* **Directions**:
Please output the oil market passage word for word, starting at "When stock market" and continuing up to and including "to 78 cents/bbl.".

* **Given passage**:
** BEGIN **

When stock market fatigue sets in, the dollar usually strengthens, and oil becomes subdued. This mantra was upended yesterday due to fears of disruptions in physical oil supply. After a tepid start for the day the oil market sprang to life just before London lunchtime due to protests at the Libyan ports of Es Sider and Ras Lanuf. According to sources, who spoke to Reuters production was unaffected, but three oil tankers were anchored off at Es Sider and one at Ras Lanuf waiting to load. Potential delays in Libyan crude oil exports coupled with the rebounding thirst of Chinese refiners for foreign oil not only helped the recovery in outright prices continue but greatly supported the Brent structure, too. The October contract extended its premium over November by 15 cents/bbl to 78 cents/bbl.

** END **

* **Dataset excerpts**:

** BEGIN **

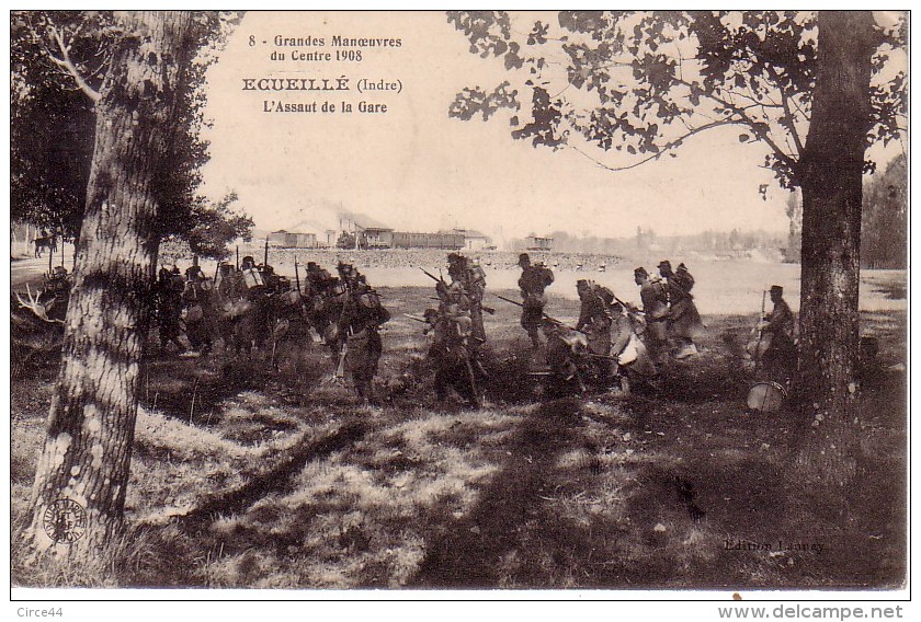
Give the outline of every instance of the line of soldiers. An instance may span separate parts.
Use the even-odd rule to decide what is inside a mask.
[[[425,270],[423,270],[425,272]],[[465,404],[479,404],[478,387],[487,378],[482,366],[482,345],[486,343],[484,312],[486,273],[478,263],[458,254],[447,255],[447,276],[451,281],[425,272],[436,281],[437,308],[425,310],[425,333],[434,338],[429,347],[429,359],[435,368],[435,395],[443,402],[454,390]]]
[[[296,269],[296,267],[295,267]],[[195,354],[212,352],[216,336],[237,355],[269,352],[272,364],[285,342],[325,343],[334,364],[333,378],[349,381],[362,398],[371,398],[372,379],[383,352],[379,326],[390,315],[380,297],[354,266],[340,263],[333,277],[314,262],[307,264],[304,288],[299,274],[288,278],[268,264],[243,257],[238,269],[221,262],[214,279],[201,267],[161,268],[156,287],[160,347],[184,353],[184,332]],[[183,331],[184,329],[184,331]],[[311,334],[312,331],[312,334]]]
[[[694,304],[691,289],[694,277],[683,263],[672,270],[671,262],[659,263],[659,274],[650,277],[646,268],[634,270],[639,298],[646,315],[646,343],[657,362],[666,362],[670,354],[682,359],[697,353],[695,337],[704,327]]]
[[[532,350],[541,347],[544,333],[549,369],[538,373],[550,376],[554,382],[576,382],[582,390],[589,384],[614,385],[627,393],[630,378],[655,382],[657,364],[697,352],[694,338],[704,326],[691,293],[694,277],[683,263],[672,270],[670,262],[661,262],[659,275],[653,278],[645,268],[636,268],[641,310],[619,300],[607,287],[580,279],[576,286],[580,314],[575,327],[544,312],[545,290],[554,283],[553,270],[542,263],[532,263],[527,253],[519,256],[519,266],[522,301],[503,300],[522,308],[521,325]],[[439,308],[428,309],[424,318],[430,324],[427,332],[435,334],[429,358],[435,367],[437,398],[444,400],[452,388],[465,402],[476,403],[477,380],[486,373],[478,373],[482,369],[479,349],[486,341],[484,273],[475,262],[452,253],[450,283],[425,274],[437,281],[440,299]]]

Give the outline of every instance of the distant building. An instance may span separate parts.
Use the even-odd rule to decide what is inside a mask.
[[[317,234],[280,229],[278,231],[272,231],[269,235],[269,245],[283,249],[316,249],[318,246]]]
[[[553,238],[538,238],[537,235],[528,235],[524,239],[524,245],[528,251],[549,251],[553,249]]]
[[[464,235],[455,232],[413,233],[394,231],[394,249],[445,249],[459,251],[464,247]]]
[[[492,244],[489,235],[474,229],[455,229],[452,232],[464,237],[464,245],[462,247],[465,251],[482,251]]]
[[[394,229],[366,216],[341,214],[339,230],[354,235],[359,249],[390,249],[394,245]]]

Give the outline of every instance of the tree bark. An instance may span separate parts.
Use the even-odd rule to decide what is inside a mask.
[[[808,431],[796,471],[823,488],[855,472],[862,175],[875,46],[869,12],[818,18],[818,69],[800,163],[799,390]]]
[[[26,534],[36,553],[69,564],[93,562],[122,527],[159,246],[158,178],[170,165],[168,139],[194,54],[187,12],[120,19],[127,34],[96,106],[61,366]]]

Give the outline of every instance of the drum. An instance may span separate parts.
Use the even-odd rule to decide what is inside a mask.
[[[253,287],[265,286],[265,281],[262,279],[262,275],[255,268],[249,268],[243,270],[243,283],[249,289],[252,289]]]
[[[786,400],[786,389],[776,382],[758,382],[748,395],[748,407],[760,413],[776,413]]]
[[[624,346],[624,352],[617,357],[617,362],[621,365],[627,365],[633,362],[639,356],[639,337],[635,334],[630,334],[630,341],[627,342],[627,345]]]
[[[193,304],[185,310],[186,322],[201,322],[204,316],[205,313],[201,304]]]

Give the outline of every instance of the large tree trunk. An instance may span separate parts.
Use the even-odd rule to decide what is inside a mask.
[[[122,526],[159,244],[157,183],[194,51],[187,13],[121,20],[126,36],[96,105],[87,211],[27,534],[38,553],[75,567],[91,563]]]
[[[796,470],[822,488],[843,489],[855,470],[862,172],[876,46],[868,12],[821,12],[818,26],[818,72],[800,169],[798,394],[809,429]]]

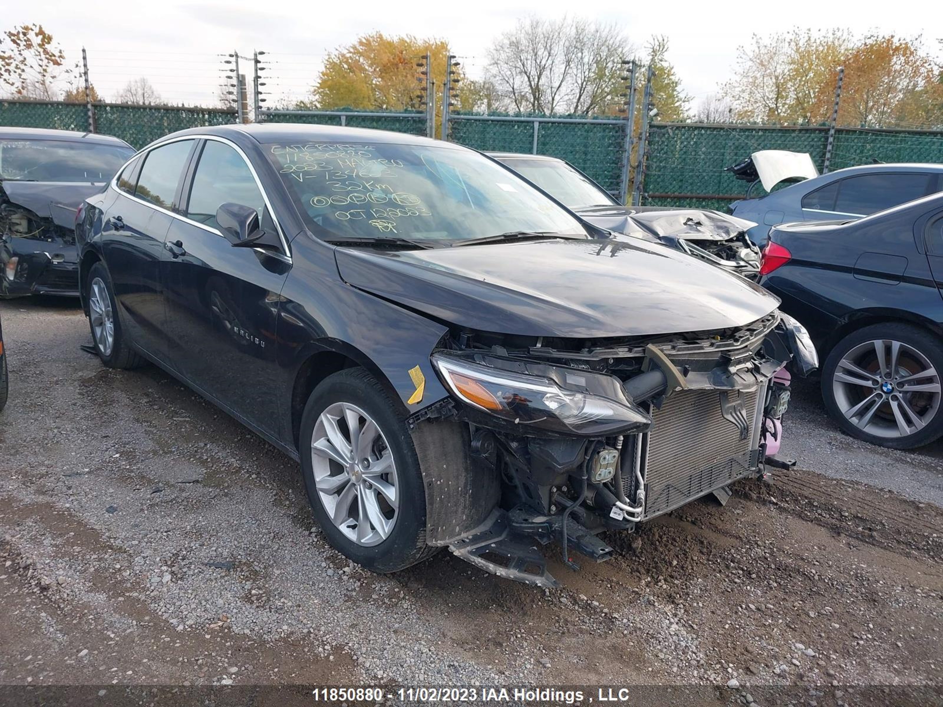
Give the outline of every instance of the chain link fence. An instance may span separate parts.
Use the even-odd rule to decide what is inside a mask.
[[[484,152],[565,159],[619,195],[624,168],[624,120],[586,117],[449,114],[449,140]]]
[[[408,135],[425,135],[424,112],[387,113],[370,110],[263,110],[264,123],[306,123],[317,125],[369,127]]]
[[[725,211],[748,183],[724,171],[759,150],[805,152],[819,171],[828,127],[653,124],[645,153],[642,204]],[[943,133],[836,128],[831,170],[879,162],[943,163]],[[761,195],[754,188],[753,195]]]
[[[236,122],[236,111],[222,108],[92,104],[94,132],[121,138],[134,147],[188,127]],[[0,101],[0,125],[91,132],[86,104],[45,101]]]
[[[0,125],[45,127],[88,132],[89,110],[84,103],[0,101]]]
[[[114,135],[135,147],[189,127],[237,122],[235,110],[158,106],[93,104],[94,131]],[[392,130],[424,135],[425,113],[266,110],[268,123],[306,123]],[[85,104],[0,100],[0,125],[91,130]],[[620,194],[626,166],[625,120],[546,116],[453,114],[449,139],[487,152],[549,155],[566,159]],[[726,210],[743,198],[747,183],[725,168],[758,150],[806,152],[819,167],[825,158],[827,127],[654,123],[644,149],[641,203]],[[881,162],[943,163],[943,132],[836,128],[834,170]]]

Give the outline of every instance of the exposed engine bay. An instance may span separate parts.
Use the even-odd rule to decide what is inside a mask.
[[[0,182],[0,294],[78,294],[75,207],[57,201],[57,190],[62,187]]]
[[[632,531],[712,493],[724,502],[734,482],[787,464],[773,453],[790,361],[801,375],[818,366],[804,330],[778,311],[660,338],[453,333],[433,363],[466,404],[445,401],[410,423],[467,428],[460,453],[473,501],[463,502],[480,512],[438,523],[446,484],[430,504],[428,541],[489,572],[554,586],[542,546],[557,542],[571,567],[576,552],[601,562],[613,551],[604,531]]]

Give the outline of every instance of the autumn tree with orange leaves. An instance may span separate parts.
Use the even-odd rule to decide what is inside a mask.
[[[23,25],[0,34],[0,83],[14,96],[56,100],[57,80],[73,73],[41,25]]]
[[[312,90],[312,101],[301,107],[360,108],[368,110],[419,110],[422,107],[417,66],[429,52],[437,89],[445,79],[448,44],[442,40],[421,40],[410,35],[365,35],[353,44],[327,56]]]
[[[839,125],[943,125],[943,85],[919,38],[793,29],[754,35],[753,43],[739,51],[735,76],[722,87],[739,121],[826,123],[843,66]]]

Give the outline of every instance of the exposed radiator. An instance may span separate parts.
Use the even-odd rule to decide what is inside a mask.
[[[757,403],[765,399],[765,390],[760,386],[727,393],[729,403],[737,397],[742,403],[742,407],[729,405],[735,410],[728,411],[739,425],[723,416],[719,390],[679,391],[670,395],[661,409],[653,410],[652,431],[637,440],[642,445],[645,478],[643,520],[725,486],[755,468],[753,451],[759,446],[762,421]],[[628,486],[631,480],[623,481]]]

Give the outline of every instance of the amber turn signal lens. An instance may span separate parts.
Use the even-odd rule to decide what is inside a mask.
[[[455,371],[452,371],[449,377],[452,378],[452,383],[458,392],[465,396],[470,403],[480,405],[486,410],[501,409],[501,403],[478,381]]]

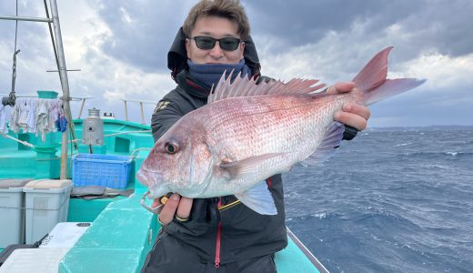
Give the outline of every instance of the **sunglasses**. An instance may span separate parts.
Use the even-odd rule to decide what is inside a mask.
[[[218,42],[218,46],[225,51],[234,51],[238,48],[238,46],[242,42],[238,38],[225,37],[221,39],[216,39],[210,36],[195,36],[189,38],[196,41],[196,45],[198,48],[204,50],[209,50],[216,46],[216,43]]]

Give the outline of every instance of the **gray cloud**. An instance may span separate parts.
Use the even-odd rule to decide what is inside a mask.
[[[91,1],[112,32],[102,51],[144,72],[167,72],[166,53],[190,8],[187,2]]]
[[[291,46],[317,43],[329,31],[348,33],[356,22],[364,24],[363,35],[347,46],[368,43],[395,24],[404,35],[403,56],[412,58],[420,50],[435,47],[453,56],[470,53],[473,16],[468,0],[418,1],[245,1],[254,35],[271,35],[280,42],[273,53]],[[358,45],[353,45],[357,43]]]

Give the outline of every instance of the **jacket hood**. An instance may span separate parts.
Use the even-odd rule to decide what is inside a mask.
[[[252,76],[259,75],[261,65],[257,56],[257,48],[253,39],[249,36],[245,40],[245,50],[243,52],[245,64],[251,69]],[[167,53],[167,68],[171,70],[171,76],[176,80],[176,76],[182,70],[188,70],[187,52],[186,50],[186,35],[182,27],[179,28],[173,45]]]

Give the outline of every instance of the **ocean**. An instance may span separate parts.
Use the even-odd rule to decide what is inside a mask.
[[[473,126],[367,129],[283,177],[287,225],[330,272],[473,272]]]

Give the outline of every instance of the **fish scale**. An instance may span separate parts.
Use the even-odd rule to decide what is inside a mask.
[[[277,213],[260,182],[333,154],[344,128],[334,114],[344,104],[370,105],[424,83],[387,79],[390,50],[377,54],[354,78],[358,88],[345,94],[314,94],[323,86],[313,86],[317,80],[257,84],[238,75],[230,83],[224,73],[207,105],[181,117],[156,141],[138,180],[150,198],[167,192],[191,198],[235,195],[258,213]]]

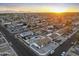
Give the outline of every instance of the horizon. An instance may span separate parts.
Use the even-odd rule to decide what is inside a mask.
[[[79,12],[79,3],[0,3],[0,13]]]

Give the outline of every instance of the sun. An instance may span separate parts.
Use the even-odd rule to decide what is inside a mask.
[[[53,7],[50,8],[50,12],[55,12],[55,13],[62,13],[62,12],[66,12],[67,8],[65,7]]]

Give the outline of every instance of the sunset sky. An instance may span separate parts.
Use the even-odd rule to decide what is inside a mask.
[[[0,3],[0,12],[79,12],[78,3]]]

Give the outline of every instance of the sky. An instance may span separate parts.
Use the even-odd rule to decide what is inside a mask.
[[[79,12],[79,3],[0,3],[0,12]]]

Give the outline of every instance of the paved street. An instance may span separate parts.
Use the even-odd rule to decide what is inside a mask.
[[[63,51],[67,52],[72,46],[71,42],[75,41],[75,34],[71,38],[67,39],[62,45],[60,45],[52,55],[60,56]]]

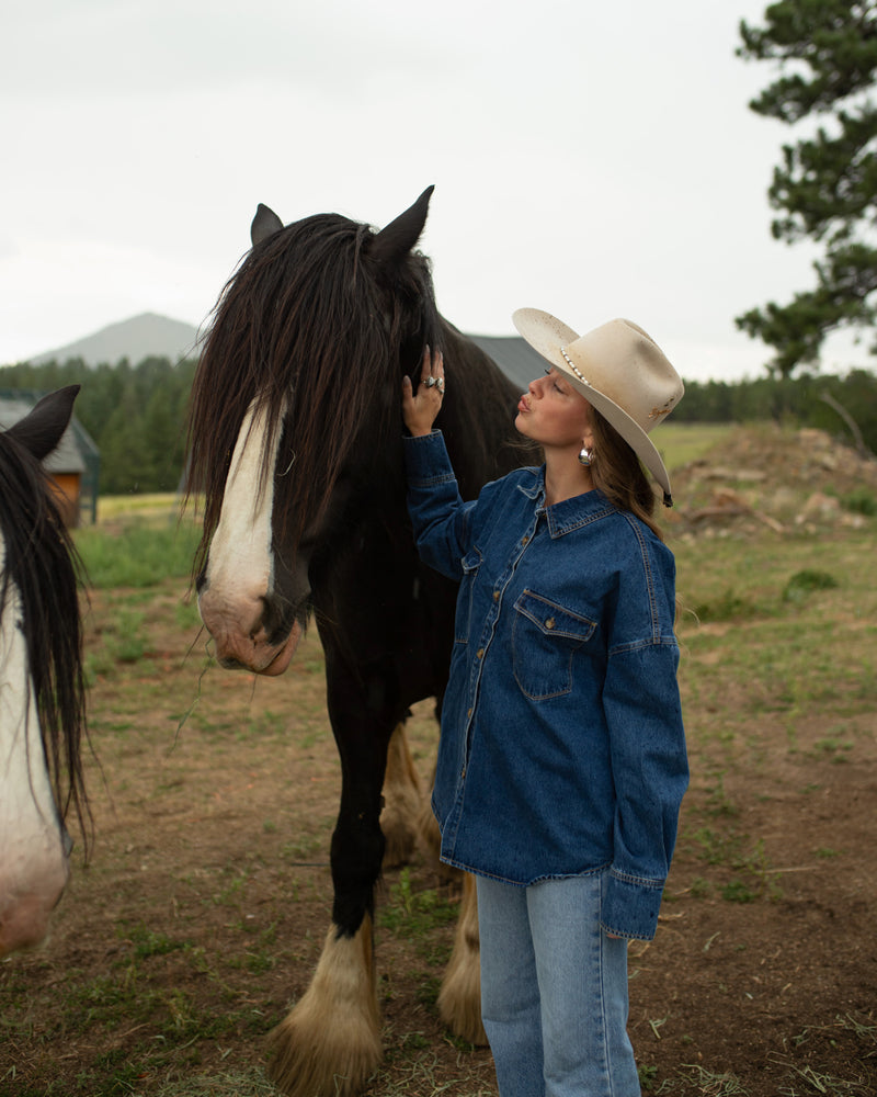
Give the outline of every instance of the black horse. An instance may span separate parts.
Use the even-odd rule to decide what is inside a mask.
[[[41,465],[78,392],[0,433],[0,957],[45,936],[69,875],[64,818],[88,822],[77,559]]]
[[[281,674],[311,615],[326,654],[342,766],[333,925],[272,1066],[303,1097],[354,1093],[380,1060],[371,923],[388,745],[412,703],[441,709],[447,681],[456,587],[418,558],[401,454],[401,378],[417,385],[426,346],[444,352],[437,426],[464,498],[522,454],[520,394],[438,315],[429,260],[413,250],[431,193],[377,233],[335,214],[284,228],[260,205],[192,393],[191,486],[205,496],[196,586],[218,660]],[[477,941],[471,924],[464,938]],[[469,1000],[446,984],[443,1016],[477,1039],[477,954],[459,969]]]

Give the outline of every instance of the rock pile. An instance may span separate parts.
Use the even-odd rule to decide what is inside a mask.
[[[877,460],[821,430],[741,427],[673,473],[674,535],[777,535],[864,528],[877,512]]]

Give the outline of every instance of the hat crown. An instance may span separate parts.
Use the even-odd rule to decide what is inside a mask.
[[[648,332],[616,319],[580,336],[550,313],[519,308],[515,327],[633,448],[670,495],[670,477],[649,432],[682,399],[682,378]]]
[[[647,331],[631,320],[610,320],[560,348],[570,380],[608,397],[647,434],[682,399],[682,378]]]

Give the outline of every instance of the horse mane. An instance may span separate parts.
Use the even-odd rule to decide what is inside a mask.
[[[203,491],[203,567],[219,520],[231,453],[252,402],[267,411],[267,453],[283,429],[295,463],[286,520],[295,540],[319,521],[352,453],[367,468],[400,432],[402,369],[414,372],[438,318],[429,260],[409,252],[386,263],[375,233],[338,214],[287,225],[257,244],[214,309],[189,411],[187,490]],[[367,434],[368,444],[362,439]],[[294,448],[294,449],[293,449]]]
[[[48,475],[5,432],[0,432],[0,533],[5,546],[0,607],[5,609],[7,592],[14,583],[55,802],[61,818],[75,808],[88,851],[91,813],[81,757],[87,733],[81,564]]]

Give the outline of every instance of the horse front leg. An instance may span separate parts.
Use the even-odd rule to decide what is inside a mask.
[[[389,731],[362,716],[333,731],[341,810],[332,836],[332,925],[308,989],[271,1037],[269,1073],[289,1097],[353,1097],[383,1058],[372,921],[384,856],[380,788]]]

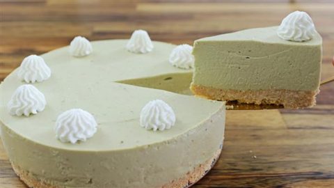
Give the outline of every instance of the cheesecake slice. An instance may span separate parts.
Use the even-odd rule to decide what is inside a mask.
[[[319,93],[322,39],[280,38],[278,26],[251,29],[195,41],[192,92],[256,104],[312,107]]]

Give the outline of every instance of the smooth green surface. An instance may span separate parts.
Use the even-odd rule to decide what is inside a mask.
[[[196,127],[221,108],[222,102],[219,102],[116,83],[161,75],[184,74],[190,77],[191,74],[191,70],[178,69],[168,63],[175,45],[154,42],[152,52],[138,54],[126,50],[127,41],[93,42],[94,52],[83,58],[71,56],[68,47],[42,55],[52,75],[49,79],[33,85],[45,94],[47,104],[43,111],[28,118],[10,116],[6,108],[15,90],[24,84],[17,77],[15,70],[0,88],[3,95],[1,120],[4,126],[22,138],[51,147],[78,150],[120,150],[173,139]],[[141,109],[156,99],[166,102],[175,112],[176,124],[169,130],[154,132],[139,125]],[[74,145],[57,140],[54,130],[58,116],[72,108],[89,111],[98,123],[94,136]]]
[[[318,89],[321,36],[291,42],[280,38],[276,29],[251,29],[196,40],[193,84],[239,91]]]

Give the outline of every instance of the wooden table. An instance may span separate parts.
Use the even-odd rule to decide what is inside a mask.
[[[278,25],[295,10],[312,16],[324,39],[322,77],[334,75],[334,1],[115,1],[2,0],[0,80],[24,57],[67,45],[77,35],[90,40],[128,38],[143,29],[153,40],[192,44]],[[317,104],[304,110],[228,111],[221,157],[194,187],[334,187],[334,83],[321,87]],[[0,187],[25,187],[0,146]]]

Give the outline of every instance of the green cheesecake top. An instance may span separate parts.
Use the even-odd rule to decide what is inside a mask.
[[[72,56],[69,47],[42,55],[52,74],[49,79],[33,85],[45,95],[47,106],[44,111],[29,117],[10,116],[6,107],[15,89],[26,84],[18,78],[18,70],[14,70],[0,85],[2,125],[20,135],[22,139],[49,147],[82,151],[117,150],[173,139],[196,127],[223,107],[221,102],[117,83],[157,77],[160,80],[156,81],[162,84],[159,88],[164,89],[164,81],[177,84],[174,77],[189,77],[192,71],[168,63],[169,54],[175,47],[173,45],[154,42],[152,52],[140,54],[127,52],[127,40],[93,42],[94,52],[81,58]],[[188,84],[180,84],[189,87],[189,80],[182,80]],[[166,85],[172,87],[170,84]],[[185,90],[178,89],[180,93]],[[154,132],[139,125],[142,108],[156,99],[167,102],[175,113],[176,123],[170,130]],[[98,124],[97,131],[85,142],[62,143],[56,139],[55,122],[59,114],[73,108],[81,108],[92,113]]]

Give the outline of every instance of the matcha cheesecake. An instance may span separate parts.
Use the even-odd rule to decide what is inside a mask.
[[[225,103],[182,95],[188,48],[172,64],[175,45],[135,33],[77,37],[27,57],[1,83],[1,140],[29,187],[186,187],[214,164]]]
[[[319,93],[321,45],[312,19],[299,11],[280,26],[199,39],[191,88],[213,100],[312,107]]]

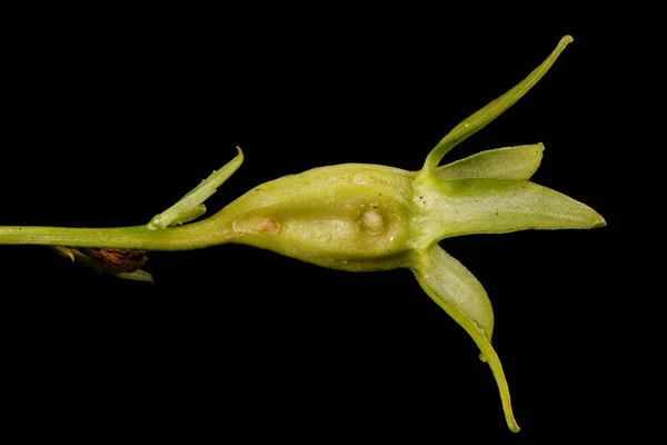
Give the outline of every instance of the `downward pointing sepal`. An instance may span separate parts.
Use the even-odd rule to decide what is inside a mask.
[[[494,312],[481,284],[458,260],[437,244],[416,254],[411,266],[419,285],[477,344],[491,367],[500,390],[507,426],[514,433],[519,425],[514,417],[509,387],[500,359],[491,346]]]

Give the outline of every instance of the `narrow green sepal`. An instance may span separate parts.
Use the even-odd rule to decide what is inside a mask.
[[[502,115],[505,110],[515,105],[520,98],[522,98],[547,73],[565,47],[567,47],[573,38],[570,36],[565,36],[563,39],[560,39],[556,49],[549,55],[549,57],[547,57],[547,59],[532,72],[530,72],[522,81],[520,81],[505,95],[470,115],[459,125],[457,125],[451,131],[449,131],[428,154],[421,170],[426,172],[434,172],[438,167],[438,164],[440,164],[442,157],[447,155],[449,150],[470,136],[475,135],[477,131],[481,130],[498,116]]]
[[[213,171],[208,178],[202,180],[197,187],[190,190],[178,202],[169,207],[167,210],[156,215],[147,227],[149,229],[166,229],[169,226],[175,226],[191,221],[206,212],[206,207],[202,205],[211,195],[216,192],[233,172],[243,164],[243,152],[237,147],[239,154],[221,169]]]
[[[541,162],[544,150],[542,144],[535,144],[480,151],[438,167],[435,175],[442,179],[530,179]]]

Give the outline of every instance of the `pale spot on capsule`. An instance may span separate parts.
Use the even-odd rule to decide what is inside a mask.
[[[361,228],[369,235],[378,235],[385,227],[385,218],[377,210],[367,210],[361,215]]]
[[[355,184],[366,185],[366,184],[368,184],[368,181],[369,181],[369,178],[367,175],[357,174],[352,178],[352,182],[355,182]]]

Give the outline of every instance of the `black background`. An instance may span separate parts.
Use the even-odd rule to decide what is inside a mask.
[[[601,116],[617,61],[609,34],[548,17],[489,27],[435,10],[258,7],[17,18],[3,44],[2,225],[142,224],[236,146],[246,161],[209,214],[312,167],[417,170],[566,33],[575,42],[540,83],[446,160],[541,141],[534,180],[609,225],[441,243],[494,304],[518,435],[474,343],[410,271],[341,273],[233,245],[155,253],[155,285],[1,247],[12,422],[27,435],[137,427],[187,443],[546,443],[614,429],[619,394],[606,375],[623,324],[604,333],[604,320],[623,294],[625,222]]]

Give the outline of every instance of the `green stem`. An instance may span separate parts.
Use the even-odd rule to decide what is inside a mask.
[[[221,227],[222,226],[222,227]],[[0,245],[41,245],[145,250],[190,250],[230,241],[229,225],[212,218],[155,230],[147,226],[113,228],[0,226]]]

** END **

* **Answer to this exercise**:
When stock market fatigue sets in, the dollar usually strengthens, and oil becomes subdued. This mantra was upended yesterday due to fears of disruptions in physical oil supply. After a tepid start for the day the oil market sprang to life just before London lunchtime due to protests at the Libyan ports of Es Sider and Ras Lanuf. According to sources, who spoke to Reuters production was unaffected, but three oil tankers were anchored off at Es Sider and one at Ras Lanuf waiting to load. Potential delays in Libyan crude oil exports coupled with the rebounding thirst of Chinese refiners for foreign oil not only helped the recovery in outright prices continue but greatly supported the Brent structure, too. The October contract extended its premium over November by 15 cents/bbl to 78 cents/bbl.